- **Problem requirements**
Please list every material that the worm composting post names as one of the most common bedding materials for a worm bin.

- **Text passage**
....
It’s been quite on the gardening front around here because what can you do when there’s snow on the ground and it’s too early to start planting your seedlings? You visit other peoples’ blogs, you think about getting back out into the yard, you start looking at new things to try that will make next season’s garden better…which leads me to the fact that I do believe I’m ready to start worm composting.
I’m ready for my next little endeavor in the world of organic gardening. Vermicomposting. That’s the process by which you use worms, specifically ensenia fetida, to recycle your organic waste into “the world’s best fertilizer.” I feel a little like a mom preparing for the arrival of her adopted child…or her adopted decuplets to the 100th power.
Like all good parents to be, I’ve selected a bedroom for my new arrivals, a/k/a a plastic bin. For the new worm adoptees, you need to put a few holes in the bottom of the bin so excess moisture can drain out, and around the top edge to allow oxygen to come in. You need to select a dark colored bin because the worms don’t like light. They don’t like light for a good reason…the ultraviolet rays can kill them.
I’m also getting new furniture for the newcomers, a/k/a bedding for the bin. I started with the idea of using leaves because you find worms hiding out under leaves in the warm weather, but after researching, the most common bedding materials consist of shredded black and white print newspaper, shredded computer paper, shredded cardboard, saw dust, peat, coconut coir fibers. Bedding consisting of all leaves is not suggested because they may mat down, so I’ll use a portion of leaves in the mix.
I want them to be happy in their new home, so I’ll keep their bedding wrung-out sponge moist. I’ll keep them in their ideal temperature in the 50 to 70 degree range.
As far as the menu plans for the new additions to the family, that part is easy. I don’t even have to spend extra money to buy their food. They’ll get fed vegetable waste, coffee grounds, used tea bags. Not too much citrus and never, ever any meat or greasy products. When I feed them their meals, I’ll cover their food with a couple inches of bedding to help keep uninvited guests from munching down on their dinner. And since they don’t have teeth, I’ll crush some egg shells that they can use as grit to help them digest their food.
In exchange for all the accommodations I’m providing for the little wormies, they’ll do their fair share by providing castings for the vegetable garden, an 100 percent organic fertilizer free of pathogens because the pathogens are killed as the organic materials filter through the worms’ bodies.
They might even provide me with a cup of tea now and then with the drainage from the bottom of the bin, although there’s controversy as to whether this drainage is compost tea or undesirable leachate. But your nose will tell you if you should use it or not. If it smells bad, don’t use it. If it smells okay, dilute it and use it to water your plants or vegetable garden.
And if they’re really happy in their new home, they’ll be making a lot of wormie love and producing eggs as often as once a week which will hatch from one to four baby worms (eggs hatch at temperatures of 65 to 85 degrees). Those new babies will reach sexual maturity in three to five months and start the process all over.
So, we have a win/win situation here. They’ll get a nice new home with all the accoutrements of the well cared for worm, free from fear of being breakfast for the birds or bait for a fishing hook….well, I’m not sure about that one. I do like to fish. And I get to use their castings to boost the production in the veggie garden.
I’m looking forward to this next endeavor, and I’ve heard there may be a family up for adoption. We’ll see how it goes.
....
- **Material shown**

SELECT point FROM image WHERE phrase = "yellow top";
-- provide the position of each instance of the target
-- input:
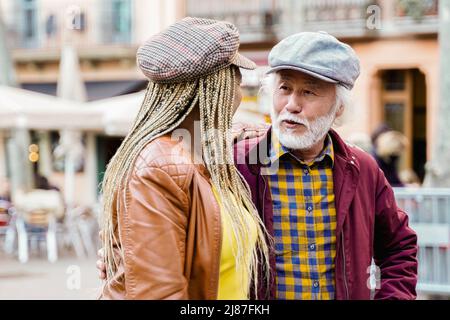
(233, 282)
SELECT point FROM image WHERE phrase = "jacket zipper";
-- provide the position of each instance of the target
(345, 273)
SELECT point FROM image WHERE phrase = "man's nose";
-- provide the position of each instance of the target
(294, 105)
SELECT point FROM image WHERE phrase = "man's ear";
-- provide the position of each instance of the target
(340, 111)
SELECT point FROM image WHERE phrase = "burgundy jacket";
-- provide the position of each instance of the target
(369, 223)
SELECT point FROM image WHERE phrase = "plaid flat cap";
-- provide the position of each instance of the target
(189, 49)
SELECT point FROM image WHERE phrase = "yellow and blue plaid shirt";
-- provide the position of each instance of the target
(304, 216)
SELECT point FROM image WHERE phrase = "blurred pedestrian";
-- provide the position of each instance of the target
(388, 146)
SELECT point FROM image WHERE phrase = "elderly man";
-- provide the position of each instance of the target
(326, 204)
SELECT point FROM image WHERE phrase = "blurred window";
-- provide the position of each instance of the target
(118, 21)
(51, 26)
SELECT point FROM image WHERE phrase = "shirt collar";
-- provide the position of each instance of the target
(277, 150)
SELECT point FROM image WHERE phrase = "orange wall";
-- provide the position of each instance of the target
(422, 54)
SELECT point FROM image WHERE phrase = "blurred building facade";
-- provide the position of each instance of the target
(395, 40)
(105, 35)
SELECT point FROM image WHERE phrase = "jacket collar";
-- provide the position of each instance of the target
(261, 148)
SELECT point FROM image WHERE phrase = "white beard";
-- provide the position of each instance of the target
(315, 130)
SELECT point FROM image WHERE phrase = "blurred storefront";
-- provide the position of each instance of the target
(395, 40)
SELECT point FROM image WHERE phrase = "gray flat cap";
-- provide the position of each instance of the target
(318, 54)
(189, 49)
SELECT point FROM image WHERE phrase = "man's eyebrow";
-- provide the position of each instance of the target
(310, 82)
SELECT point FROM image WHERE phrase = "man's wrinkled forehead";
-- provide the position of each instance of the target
(293, 75)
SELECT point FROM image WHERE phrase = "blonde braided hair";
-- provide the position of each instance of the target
(164, 107)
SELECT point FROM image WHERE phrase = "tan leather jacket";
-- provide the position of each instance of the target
(170, 229)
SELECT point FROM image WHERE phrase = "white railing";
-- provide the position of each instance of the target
(429, 216)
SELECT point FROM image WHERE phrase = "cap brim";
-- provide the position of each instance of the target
(243, 62)
(313, 74)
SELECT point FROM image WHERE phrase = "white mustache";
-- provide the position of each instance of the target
(290, 117)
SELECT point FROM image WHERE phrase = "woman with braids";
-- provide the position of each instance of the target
(175, 228)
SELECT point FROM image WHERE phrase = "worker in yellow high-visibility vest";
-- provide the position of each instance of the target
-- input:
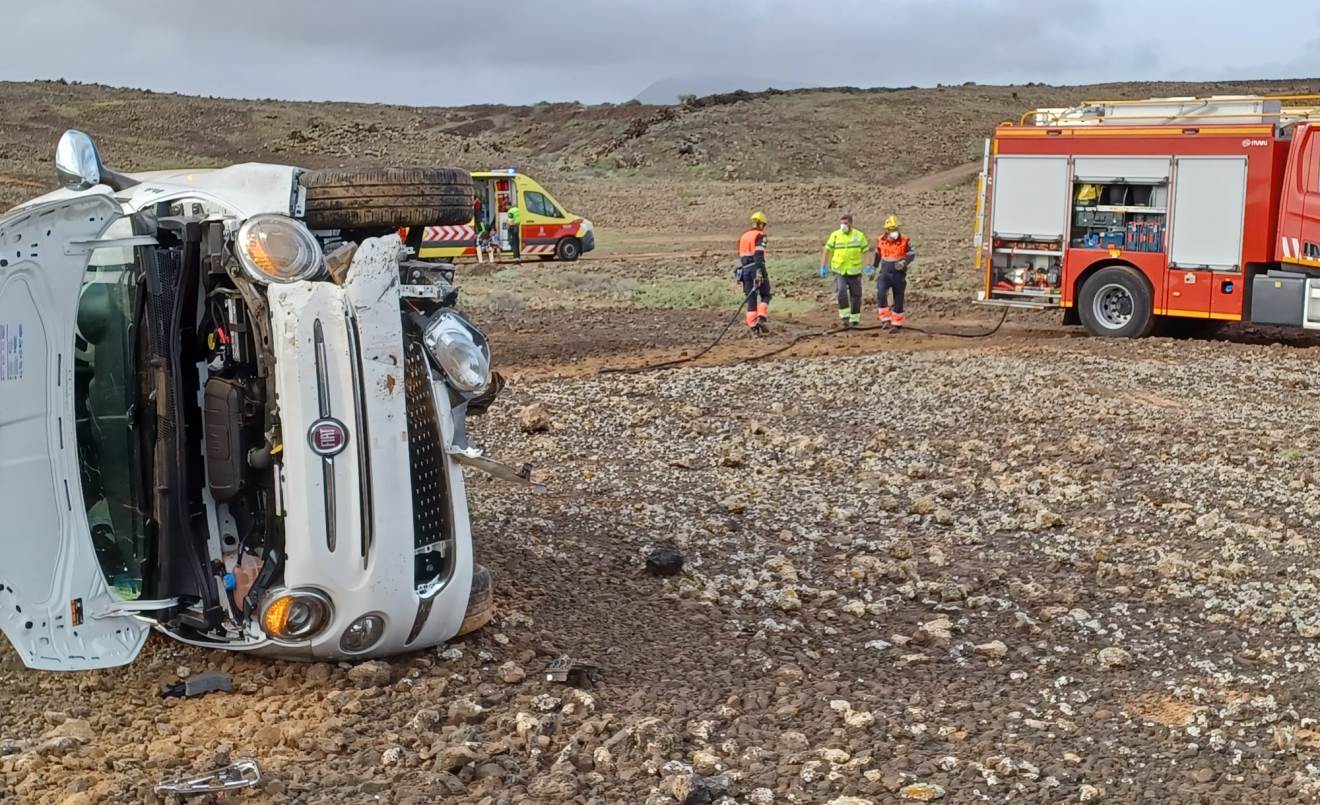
(842, 256)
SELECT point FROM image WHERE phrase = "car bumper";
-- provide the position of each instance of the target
(357, 521)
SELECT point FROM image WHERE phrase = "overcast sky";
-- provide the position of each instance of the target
(445, 52)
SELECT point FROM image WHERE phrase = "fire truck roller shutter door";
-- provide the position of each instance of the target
(1031, 197)
(1117, 301)
(1209, 199)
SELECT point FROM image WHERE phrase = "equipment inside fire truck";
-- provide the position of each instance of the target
(1129, 213)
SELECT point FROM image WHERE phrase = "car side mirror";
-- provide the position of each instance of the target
(78, 161)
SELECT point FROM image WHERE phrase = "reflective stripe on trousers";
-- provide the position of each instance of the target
(849, 292)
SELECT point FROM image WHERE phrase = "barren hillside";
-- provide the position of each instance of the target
(874, 136)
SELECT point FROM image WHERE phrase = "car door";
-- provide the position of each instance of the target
(56, 606)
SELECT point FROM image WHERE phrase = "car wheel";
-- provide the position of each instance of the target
(568, 250)
(364, 198)
(481, 602)
(1116, 302)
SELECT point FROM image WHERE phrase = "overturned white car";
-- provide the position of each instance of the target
(210, 429)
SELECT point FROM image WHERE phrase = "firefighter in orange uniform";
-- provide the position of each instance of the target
(894, 254)
(751, 273)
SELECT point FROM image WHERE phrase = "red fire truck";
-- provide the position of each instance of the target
(1126, 214)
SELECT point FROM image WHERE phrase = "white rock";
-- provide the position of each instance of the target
(760, 796)
(1114, 657)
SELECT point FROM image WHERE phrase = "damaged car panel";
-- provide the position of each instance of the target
(240, 446)
(56, 605)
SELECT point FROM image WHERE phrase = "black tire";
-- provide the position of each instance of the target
(363, 198)
(568, 250)
(1117, 302)
(481, 601)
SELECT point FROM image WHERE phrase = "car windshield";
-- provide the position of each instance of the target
(104, 403)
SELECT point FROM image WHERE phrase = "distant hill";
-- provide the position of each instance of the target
(669, 90)
(886, 136)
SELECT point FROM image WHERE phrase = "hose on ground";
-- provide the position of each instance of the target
(665, 364)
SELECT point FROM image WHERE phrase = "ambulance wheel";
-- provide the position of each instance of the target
(361, 198)
(481, 602)
(1116, 302)
(568, 250)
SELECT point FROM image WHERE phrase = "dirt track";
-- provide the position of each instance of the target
(1035, 568)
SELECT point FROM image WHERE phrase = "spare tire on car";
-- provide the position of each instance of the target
(367, 198)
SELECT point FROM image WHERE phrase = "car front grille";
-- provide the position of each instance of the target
(432, 533)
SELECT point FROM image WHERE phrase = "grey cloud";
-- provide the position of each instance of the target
(427, 52)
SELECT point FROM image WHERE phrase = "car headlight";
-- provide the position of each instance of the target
(296, 615)
(460, 350)
(362, 634)
(276, 248)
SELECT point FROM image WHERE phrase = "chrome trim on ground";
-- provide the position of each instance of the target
(420, 620)
(359, 403)
(318, 341)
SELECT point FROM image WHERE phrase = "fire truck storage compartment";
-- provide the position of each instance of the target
(1120, 202)
(1027, 235)
(1311, 317)
(1279, 297)
(1209, 201)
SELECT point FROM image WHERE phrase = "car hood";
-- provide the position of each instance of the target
(243, 190)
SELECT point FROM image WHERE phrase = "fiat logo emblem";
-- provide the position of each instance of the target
(328, 437)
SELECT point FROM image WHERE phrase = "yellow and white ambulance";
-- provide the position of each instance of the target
(547, 228)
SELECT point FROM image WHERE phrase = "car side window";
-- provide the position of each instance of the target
(537, 203)
(106, 383)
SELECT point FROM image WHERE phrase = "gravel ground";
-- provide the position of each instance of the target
(1067, 570)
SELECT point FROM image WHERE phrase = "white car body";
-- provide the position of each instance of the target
(349, 520)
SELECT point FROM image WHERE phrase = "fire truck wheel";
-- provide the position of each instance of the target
(362, 198)
(1116, 302)
(569, 250)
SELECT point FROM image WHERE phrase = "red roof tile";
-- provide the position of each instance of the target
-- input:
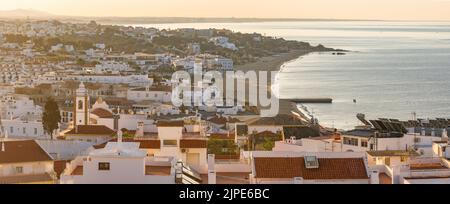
(170, 123)
(27, 179)
(91, 130)
(200, 144)
(102, 113)
(144, 144)
(329, 168)
(23, 152)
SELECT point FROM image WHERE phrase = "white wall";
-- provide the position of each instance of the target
(122, 171)
(28, 168)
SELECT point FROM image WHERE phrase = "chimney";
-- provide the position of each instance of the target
(119, 139)
(140, 130)
(212, 176)
(444, 135)
(375, 177)
(299, 180)
(396, 172)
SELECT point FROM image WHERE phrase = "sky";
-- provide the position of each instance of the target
(328, 9)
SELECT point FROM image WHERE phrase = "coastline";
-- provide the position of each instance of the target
(274, 63)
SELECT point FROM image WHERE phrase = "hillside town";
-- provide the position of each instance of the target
(111, 90)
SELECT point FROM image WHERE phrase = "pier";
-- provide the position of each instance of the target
(313, 100)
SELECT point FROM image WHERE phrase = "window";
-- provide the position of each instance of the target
(170, 143)
(403, 159)
(19, 170)
(417, 140)
(80, 105)
(104, 166)
(350, 141)
(364, 143)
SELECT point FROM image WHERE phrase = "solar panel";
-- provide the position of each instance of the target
(388, 126)
(375, 124)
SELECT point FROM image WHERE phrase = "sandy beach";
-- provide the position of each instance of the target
(274, 63)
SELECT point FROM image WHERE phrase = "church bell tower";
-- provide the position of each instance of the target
(81, 116)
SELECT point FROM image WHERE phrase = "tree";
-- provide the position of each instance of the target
(51, 117)
(268, 144)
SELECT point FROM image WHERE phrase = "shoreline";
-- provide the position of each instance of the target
(275, 63)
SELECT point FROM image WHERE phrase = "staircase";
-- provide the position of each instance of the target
(186, 175)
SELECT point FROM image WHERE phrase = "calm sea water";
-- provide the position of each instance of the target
(397, 68)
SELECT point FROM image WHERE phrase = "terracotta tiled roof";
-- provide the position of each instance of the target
(219, 120)
(200, 144)
(59, 167)
(22, 152)
(102, 113)
(26, 179)
(223, 136)
(393, 153)
(267, 134)
(170, 123)
(329, 168)
(144, 144)
(279, 120)
(432, 166)
(91, 130)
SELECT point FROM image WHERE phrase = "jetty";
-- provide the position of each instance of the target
(313, 100)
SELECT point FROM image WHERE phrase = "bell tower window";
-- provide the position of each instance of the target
(80, 105)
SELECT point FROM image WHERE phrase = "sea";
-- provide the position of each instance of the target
(397, 70)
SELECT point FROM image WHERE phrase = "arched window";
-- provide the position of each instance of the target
(80, 105)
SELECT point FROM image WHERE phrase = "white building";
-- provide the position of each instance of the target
(33, 166)
(111, 67)
(161, 94)
(132, 80)
(13, 106)
(223, 42)
(119, 163)
(311, 168)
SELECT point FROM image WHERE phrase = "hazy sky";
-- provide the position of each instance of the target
(337, 9)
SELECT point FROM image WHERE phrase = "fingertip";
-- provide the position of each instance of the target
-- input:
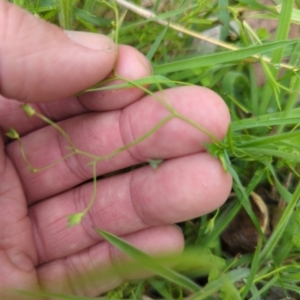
(131, 65)
(40, 63)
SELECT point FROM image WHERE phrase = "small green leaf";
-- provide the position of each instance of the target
(12, 133)
(28, 109)
(154, 163)
(74, 219)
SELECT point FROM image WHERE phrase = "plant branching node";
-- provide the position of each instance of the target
(74, 219)
(28, 109)
(13, 134)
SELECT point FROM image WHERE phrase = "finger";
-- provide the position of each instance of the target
(17, 251)
(42, 63)
(130, 64)
(179, 189)
(101, 134)
(89, 273)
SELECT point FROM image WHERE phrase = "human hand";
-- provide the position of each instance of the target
(43, 65)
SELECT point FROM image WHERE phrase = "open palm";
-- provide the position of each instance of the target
(45, 66)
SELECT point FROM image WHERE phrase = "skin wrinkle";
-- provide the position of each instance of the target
(138, 158)
(133, 202)
(74, 167)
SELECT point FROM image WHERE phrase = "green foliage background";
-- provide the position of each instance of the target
(262, 147)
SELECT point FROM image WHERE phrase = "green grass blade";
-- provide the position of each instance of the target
(157, 42)
(148, 262)
(277, 234)
(224, 57)
(212, 287)
(66, 14)
(281, 34)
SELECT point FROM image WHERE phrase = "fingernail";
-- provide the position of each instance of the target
(92, 40)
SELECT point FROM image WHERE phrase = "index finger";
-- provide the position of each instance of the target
(102, 133)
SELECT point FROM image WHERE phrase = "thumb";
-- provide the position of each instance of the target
(41, 62)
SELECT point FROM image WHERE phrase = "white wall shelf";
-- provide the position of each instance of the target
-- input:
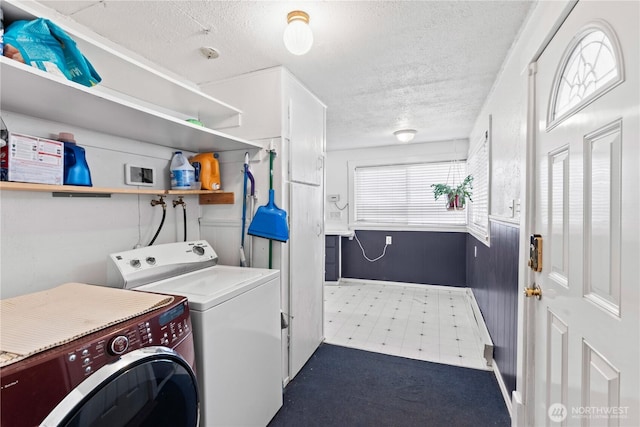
(133, 101)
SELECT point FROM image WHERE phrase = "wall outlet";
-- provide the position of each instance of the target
(139, 175)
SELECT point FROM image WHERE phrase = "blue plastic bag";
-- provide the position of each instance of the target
(44, 45)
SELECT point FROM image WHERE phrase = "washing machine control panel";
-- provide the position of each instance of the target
(130, 269)
(167, 327)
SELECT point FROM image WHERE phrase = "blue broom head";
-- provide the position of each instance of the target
(270, 222)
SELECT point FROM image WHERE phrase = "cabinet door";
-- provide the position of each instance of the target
(307, 128)
(306, 280)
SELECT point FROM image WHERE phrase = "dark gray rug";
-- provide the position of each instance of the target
(342, 386)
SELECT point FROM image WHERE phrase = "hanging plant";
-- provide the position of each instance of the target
(456, 195)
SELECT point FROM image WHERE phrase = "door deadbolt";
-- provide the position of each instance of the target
(533, 291)
(535, 252)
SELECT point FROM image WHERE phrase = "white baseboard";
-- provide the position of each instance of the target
(503, 389)
(416, 285)
(517, 416)
(485, 337)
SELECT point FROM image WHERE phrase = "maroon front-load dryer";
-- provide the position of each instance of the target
(139, 372)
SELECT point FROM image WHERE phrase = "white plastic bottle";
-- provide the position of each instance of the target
(182, 173)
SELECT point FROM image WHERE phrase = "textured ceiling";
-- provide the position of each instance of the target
(378, 65)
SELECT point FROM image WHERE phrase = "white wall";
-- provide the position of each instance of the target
(337, 172)
(47, 241)
(507, 105)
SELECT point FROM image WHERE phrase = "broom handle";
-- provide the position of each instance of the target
(272, 154)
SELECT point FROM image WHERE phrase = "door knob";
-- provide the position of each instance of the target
(533, 291)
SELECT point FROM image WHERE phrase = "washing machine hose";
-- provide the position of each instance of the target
(184, 216)
(164, 214)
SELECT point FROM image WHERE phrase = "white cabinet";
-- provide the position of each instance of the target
(276, 106)
(307, 123)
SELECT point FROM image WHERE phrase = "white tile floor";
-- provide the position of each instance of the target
(421, 322)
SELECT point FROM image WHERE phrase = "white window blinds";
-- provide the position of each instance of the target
(478, 165)
(402, 194)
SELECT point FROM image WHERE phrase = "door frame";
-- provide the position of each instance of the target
(522, 400)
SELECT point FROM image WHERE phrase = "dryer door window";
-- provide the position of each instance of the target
(158, 389)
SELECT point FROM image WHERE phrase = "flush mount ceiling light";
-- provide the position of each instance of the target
(298, 37)
(405, 135)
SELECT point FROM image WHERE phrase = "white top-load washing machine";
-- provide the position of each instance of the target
(235, 313)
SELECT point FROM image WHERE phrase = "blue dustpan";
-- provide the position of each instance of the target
(270, 222)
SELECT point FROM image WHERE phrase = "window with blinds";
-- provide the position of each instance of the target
(402, 194)
(478, 165)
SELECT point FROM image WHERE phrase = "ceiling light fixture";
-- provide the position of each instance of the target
(405, 135)
(298, 37)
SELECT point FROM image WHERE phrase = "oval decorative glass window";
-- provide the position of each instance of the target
(590, 68)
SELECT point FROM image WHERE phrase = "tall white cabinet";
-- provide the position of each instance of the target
(279, 110)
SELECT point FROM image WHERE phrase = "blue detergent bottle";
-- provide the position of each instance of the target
(76, 169)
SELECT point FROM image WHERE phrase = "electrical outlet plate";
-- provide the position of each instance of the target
(139, 175)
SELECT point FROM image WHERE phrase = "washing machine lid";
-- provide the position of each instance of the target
(211, 286)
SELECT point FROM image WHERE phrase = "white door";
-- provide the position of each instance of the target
(306, 254)
(587, 323)
(307, 119)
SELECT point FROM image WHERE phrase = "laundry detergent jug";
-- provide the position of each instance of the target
(76, 169)
(209, 170)
(182, 173)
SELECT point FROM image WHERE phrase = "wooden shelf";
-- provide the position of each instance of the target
(214, 196)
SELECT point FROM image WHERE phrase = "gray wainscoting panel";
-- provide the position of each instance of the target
(425, 257)
(492, 273)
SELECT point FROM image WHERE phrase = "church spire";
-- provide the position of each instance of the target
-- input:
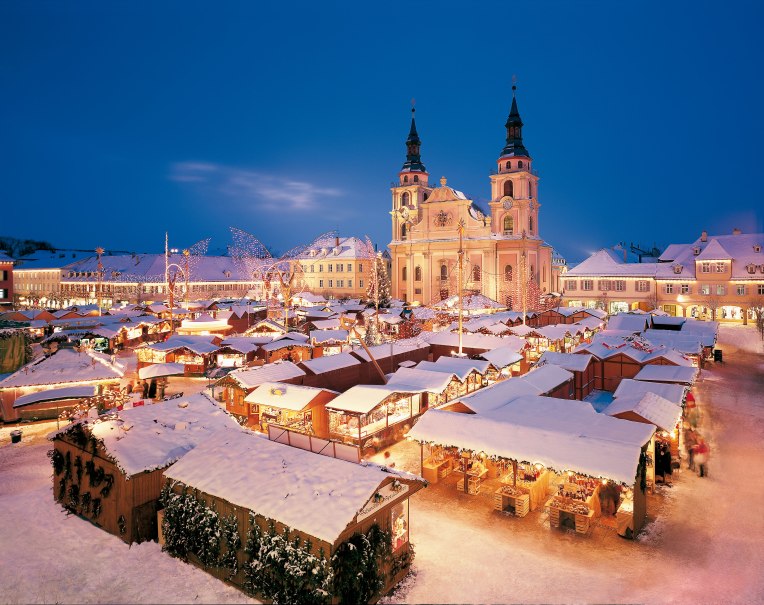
....
- **Answer box**
Shredded black and white print newspaper, shredded computer paper, shredded cardboard, saw dust, peat, coconut coir fibers